EXCERPT PROVIDED:

How is your screen trading coming along?

It looks like I started an interesting discussion. The risk management of most of the survivors was just fine, that's why we were survivors. The example people are talking about, where this guy lost a ton of money on one trade, is a result of what I always considered to be the flawed way the trading "descendants" of Ray Cahnman traded.

They traded the yield curve. In my pit, the Five Year Note pit, this meant they traded either the 5/10 spread or the 5/30 spread. They would also trade the 5/10/30 butterfly (more on that later). The 2/5 spread was traded by guys standing in the Two Year Note pit.

Ray almost never took losses, he'd just wait for the market to come back. Sometimes that might take a year. He'd just roll the position into the next contract month, put it in "inventory", maybe "hedge" it with a related spread, maybe stick it in a separate account, and then wait and go on with his trading. At least, that's the way the stories go. I never discussed it with him, though he was a little bit of a mentor to me too. I was at heart a scalper, and his methodologies would not work for me.

Ray's yield curve guys were mean reversion traders, and they would "average" (the rest of us would call that "cannonballing"). So maybe they would sell a "unit" of the 5/10 spread a tick above where it settled or buy a unit a tick below settlements. They might do another unit 1/3 or 1/2 tick above the first unit, and continue "averaging up" for 4 or 5 entries. If they started to get uncomfortable they might buy some 10/30 spreads to hedge their position, establishing a butterfly trade.

Personally I don't know how so many of them survived, but they not only survived, they did very well. One reason was they were terrific at execution. Most of the time the curve didn't trend, and they'd only get 2 or three units on before they got a chance to take a profit on the whole trade. Also they were willing to trade for the smallest possible profit, a fraction of a tick, so they often made their money before the market got away from them. The problem was they were not well trained to handle trend days, so it was easy to blow up several weeks trading if the curve went in one direction and never looked back.

WRITTEN EXERCISE 1: In the recollection of bond-pit trading above, who traded the 2/5 spread?
WRITTEN EXERCISE 2: Resume the recollection of bond-pit trading above, beginning after its final sentence.
The listing after the recollection of bond-pit trading has no connection to it.

SUPPLIED DATA:
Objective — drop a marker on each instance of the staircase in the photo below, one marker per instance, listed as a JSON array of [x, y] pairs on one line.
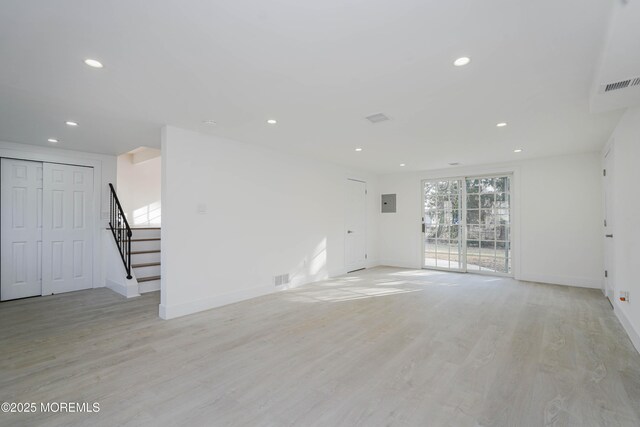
[[145, 258]]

TASK ANSWER 1: Guys standing in the Two Year Note pit traded the 2/5 spread.

TASK ANSWER 2:
The story I was relating in the previous post involved a guy who had learned to trade the 5/10 and the 5/30 in a period where the yield curve was essentially always dead. If prices changed from the previous nights settlements they always came back, so the strategy was to add on with impunity until the curve reverted to the mean. When something happened that the market perceived would force the Fed to shift its stance, the curve absolutely exploded, and the trader in question kept seeing changes from settlement he had never encountered and was incapable of believing could last the day, and he just kept adding to his position. Remember, this guy had already made $600,000 his first year, so his ego was overdeveloped. (It took me over 5 years to make my first $600,000, and I had suffered plenty of adversity getting there, so I had little ego to get in the way. That came later).


Quoting 
There is steadfast assumption that markets change their dymanic in such ways that require all methodologies to adapt. This is not the case. Certainly there are strategies that work some of the time but there are others that capture the very essence of what markets are. This means such methodologies must work, if the markets they aim to exploit, exist. This is market character vs 'edges' I'm talking about. 'Edges' are not necessary, and if not careful, you can fall off them as this reckless anecdote illustrates.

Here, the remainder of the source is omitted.